> [Tujuan Latihan]:
Ambil kata demi kata sebagian kutipan tentang perdagangan Indonesia dan Tiongkok: mulailah pada kata-kata yang memuat "Dalam konteks perdagangan, proyek-proyek", lalu berhenti setelah "yang saling menguntungkan.".

Jadi, Amerika bukan satu-satunya market yang membuat kita susah. Kita bisa antisipasi ini. Sementara itu, top ekspor Indonesia ke Tiongkok ialah US$60 miliar, Amerika US$ 26 miliar, dan India US$ 20 miliar.
Kebijakan AS yang sepihak tersebut menjadikan Tiongkok dan Indonesia harus memperkuat kerja sama multilaterisme dan membuka potensi perdagangan pasar-pasar baru. Indonesia dan Tiongkok bisa menjadi garda terdepan dalam memperluas kerja sama multilateral global di tataran antarnegara-negara berkembang, khususnya dalam menghadapi hegemoni Barat.
Dalam konteks perdagangan, proyek-proyek infrastruktur di Indonesia mendukung negara ini menjadi bagian dari simpul-simpul penting dalam rantai pasok dagang internasional. Misalnya, menurut penelitian Wulandari dan Inayah (2021), terdapat peningkatan jumlah ekspor Indonesia ke Tiongkok setelah diberlakukannya BRI. Artinya, hubungan Indonesia-Tiongkok yang semakin dekat berbanding lurus dengan intensitas kedua negara dalam hal ekonomi. Kerja sama kedua negara melalui BRI dapat memberikan keuntungan bagi kedua negara yang mana Tiongkok dan Indonesia dapat menjadi mitra dagang yang saling menguntungkan.

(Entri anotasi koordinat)
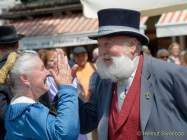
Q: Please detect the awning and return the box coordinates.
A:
[156,9,187,37]
[10,14,148,49]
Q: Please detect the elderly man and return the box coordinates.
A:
[80,9,187,140]
[0,26,20,140]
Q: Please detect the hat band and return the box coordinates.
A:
[98,26,140,33]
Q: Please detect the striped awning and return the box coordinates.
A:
[10,14,148,36]
[156,9,187,37]
[10,14,148,49]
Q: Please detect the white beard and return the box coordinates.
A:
[96,55,136,82]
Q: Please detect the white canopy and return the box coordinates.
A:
[81,0,187,18]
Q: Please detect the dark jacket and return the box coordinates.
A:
[0,58,13,140]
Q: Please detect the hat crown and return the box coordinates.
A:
[98,8,140,30]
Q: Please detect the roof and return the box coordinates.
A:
[156,9,187,37]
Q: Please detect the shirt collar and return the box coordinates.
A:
[10,96,36,105]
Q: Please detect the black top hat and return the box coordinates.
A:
[73,47,87,54]
[89,8,149,45]
[0,26,21,44]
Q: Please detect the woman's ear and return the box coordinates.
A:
[20,74,30,87]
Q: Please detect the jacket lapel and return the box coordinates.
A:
[140,55,153,132]
[98,81,112,140]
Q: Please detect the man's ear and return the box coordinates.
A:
[20,74,30,87]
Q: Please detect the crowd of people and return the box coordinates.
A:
[0,8,187,140]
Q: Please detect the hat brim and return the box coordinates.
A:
[88,31,149,45]
[0,34,24,44]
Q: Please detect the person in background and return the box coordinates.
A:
[168,42,181,65]
[180,50,187,67]
[5,51,79,140]
[72,47,95,102]
[92,48,99,63]
[142,45,151,55]
[156,49,169,61]
[0,26,21,140]
[79,8,187,140]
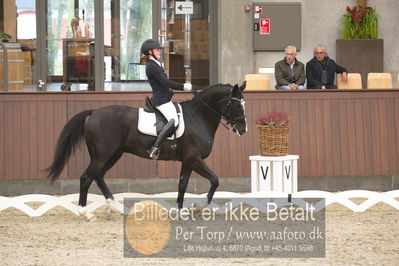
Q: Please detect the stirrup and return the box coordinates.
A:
[148,146,159,160]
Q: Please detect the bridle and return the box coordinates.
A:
[199,91,246,131]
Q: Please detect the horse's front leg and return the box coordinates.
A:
[191,158,219,204]
[177,163,192,210]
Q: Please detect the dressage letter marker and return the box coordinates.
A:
[176,2,194,15]
[249,155,299,193]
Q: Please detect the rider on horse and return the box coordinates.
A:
[141,39,192,159]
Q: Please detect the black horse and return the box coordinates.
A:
[47,82,247,219]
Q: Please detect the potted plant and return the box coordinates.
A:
[256,111,289,156]
[336,0,384,88]
[341,6,378,39]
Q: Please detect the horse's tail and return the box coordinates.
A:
[46,110,93,183]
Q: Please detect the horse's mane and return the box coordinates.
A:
[194,83,233,99]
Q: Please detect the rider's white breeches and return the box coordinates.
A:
[156,102,179,127]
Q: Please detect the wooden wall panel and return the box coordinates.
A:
[0,90,399,179]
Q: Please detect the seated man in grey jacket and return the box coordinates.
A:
[274,46,305,90]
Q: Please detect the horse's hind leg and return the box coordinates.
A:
[79,159,112,221]
[95,153,122,215]
[177,163,192,209]
[191,158,219,204]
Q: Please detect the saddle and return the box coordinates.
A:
[144,96,180,135]
[138,97,184,139]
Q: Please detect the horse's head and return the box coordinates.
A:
[222,81,247,135]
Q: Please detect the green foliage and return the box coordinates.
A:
[256,111,289,127]
[340,6,378,39]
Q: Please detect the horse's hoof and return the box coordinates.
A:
[86,213,97,222]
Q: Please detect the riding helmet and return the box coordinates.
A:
[141,39,161,55]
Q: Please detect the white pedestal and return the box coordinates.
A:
[249,155,299,193]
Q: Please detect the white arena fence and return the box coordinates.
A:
[0,190,399,217]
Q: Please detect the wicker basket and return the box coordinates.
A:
[257,125,288,156]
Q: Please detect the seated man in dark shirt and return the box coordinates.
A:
[306,45,348,90]
[274,46,305,90]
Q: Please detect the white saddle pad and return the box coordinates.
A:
[138,104,185,139]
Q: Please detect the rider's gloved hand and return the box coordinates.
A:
[184,83,193,91]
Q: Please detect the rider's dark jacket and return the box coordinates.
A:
[145,59,184,106]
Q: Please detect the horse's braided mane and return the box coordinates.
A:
[195,83,232,98]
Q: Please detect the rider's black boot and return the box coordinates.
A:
[148,119,175,160]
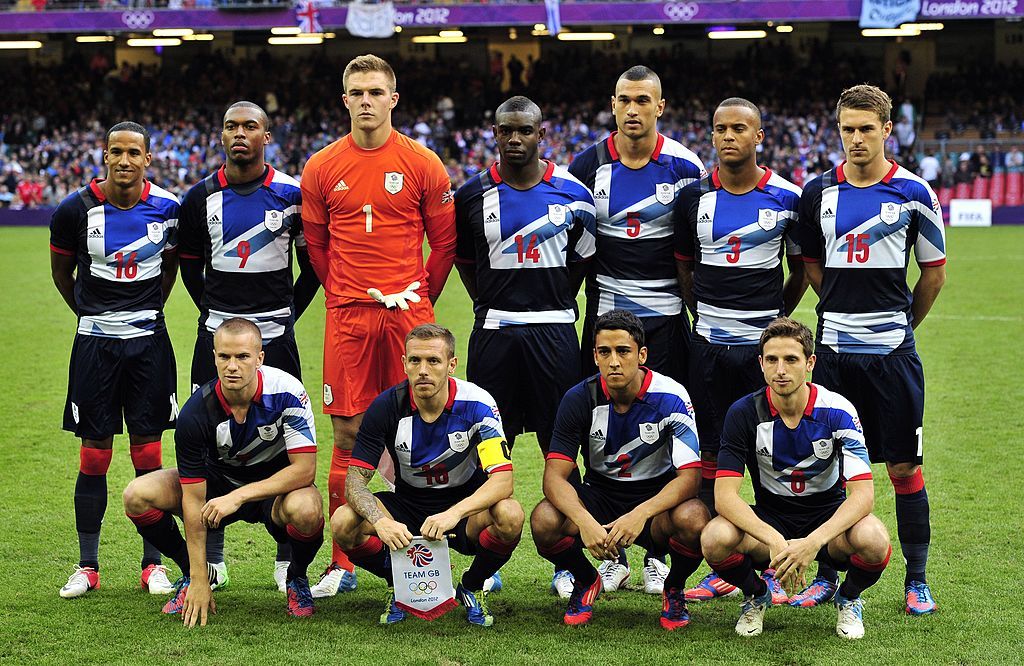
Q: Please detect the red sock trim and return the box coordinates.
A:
[125,509,166,528]
[708,552,743,571]
[345,534,384,559]
[669,537,703,559]
[479,527,519,555]
[128,440,164,471]
[850,546,893,572]
[285,518,324,543]
[889,467,925,495]
[537,537,575,555]
[78,447,114,476]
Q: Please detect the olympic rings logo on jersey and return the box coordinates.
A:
[409,580,437,594]
[121,9,156,30]
[406,543,434,567]
[665,2,700,20]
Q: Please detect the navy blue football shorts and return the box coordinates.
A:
[811,350,925,465]
[190,324,302,393]
[63,330,178,440]
[580,314,690,388]
[686,336,765,457]
[374,491,476,555]
[466,324,580,443]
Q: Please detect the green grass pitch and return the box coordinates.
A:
[0,227,1024,665]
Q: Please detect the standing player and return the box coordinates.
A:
[302,55,456,596]
[530,309,709,631]
[178,101,318,591]
[799,85,946,615]
[569,65,706,594]
[455,96,594,454]
[331,324,525,627]
[50,122,179,598]
[675,97,807,603]
[700,318,892,638]
[124,319,324,627]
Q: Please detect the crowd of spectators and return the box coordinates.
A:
[0,42,1022,206]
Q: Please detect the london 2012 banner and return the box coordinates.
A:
[391,537,458,620]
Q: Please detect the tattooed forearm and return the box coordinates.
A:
[345,467,384,524]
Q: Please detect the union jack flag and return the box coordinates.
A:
[406,543,434,567]
[295,0,324,33]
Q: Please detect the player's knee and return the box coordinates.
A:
[529,500,562,545]
[490,498,526,538]
[672,499,711,542]
[331,504,360,548]
[700,516,736,561]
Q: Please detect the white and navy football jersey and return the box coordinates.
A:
[50,179,179,339]
[352,378,512,504]
[675,168,800,344]
[178,165,302,342]
[174,366,316,487]
[800,162,946,355]
[569,133,706,317]
[717,384,871,514]
[455,162,595,329]
[548,368,700,493]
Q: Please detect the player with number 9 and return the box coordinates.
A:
[302,55,455,596]
[331,324,525,627]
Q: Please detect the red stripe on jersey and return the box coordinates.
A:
[650,132,665,160]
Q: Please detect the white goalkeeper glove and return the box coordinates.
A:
[367,281,420,309]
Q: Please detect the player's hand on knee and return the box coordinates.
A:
[420,511,462,541]
[367,281,420,309]
[201,493,242,529]
[374,515,413,550]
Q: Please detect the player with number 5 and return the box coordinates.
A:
[302,55,455,596]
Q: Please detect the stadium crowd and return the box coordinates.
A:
[0,42,1024,207]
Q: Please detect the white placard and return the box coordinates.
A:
[391,537,458,620]
[949,199,992,226]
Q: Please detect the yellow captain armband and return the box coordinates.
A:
[476,438,512,474]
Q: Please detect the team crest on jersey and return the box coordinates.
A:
[145,222,164,243]
[384,171,406,195]
[879,201,900,224]
[263,210,285,232]
[654,182,676,206]
[811,440,833,460]
[758,208,778,232]
[640,423,660,444]
[548,204,568,224]
[449,432,469,453]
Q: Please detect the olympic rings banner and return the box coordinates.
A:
[391,537,458,620]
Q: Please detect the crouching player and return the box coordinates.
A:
[124,318,324,627]
[700,318,892,638]
[530,309,709,631]
[331,324,525,627]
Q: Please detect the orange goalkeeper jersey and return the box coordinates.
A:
[302,130,456,307]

> [Jawaban Tugas]:
Dalam konteks perdagangan, proyek-proyek infrastruktur di Indonesia mendukung negara ini menjadi bagian dari simpul-simpul penting dalam rantai pasok dagang internasional. Misalnya, menurut penelitian Wulandari dan Inayah (2021), terdapat peningkatan jumlah ekspor Indonesia ke Tiongkok setelah diberlakukannya BRI. Artinya, hubungan Indonesia-Tiongkok yang semakin dekat berbanding lurus dengan intensitas kedua negara dalam hal ekonomi. Kerja sama kedua negara melalui BRI dapat memberikan keuntungan bagi kedua negara yang mana Tiongkok dan Indonesia dapat menjadi mitra dagang yang saling menguntungkan.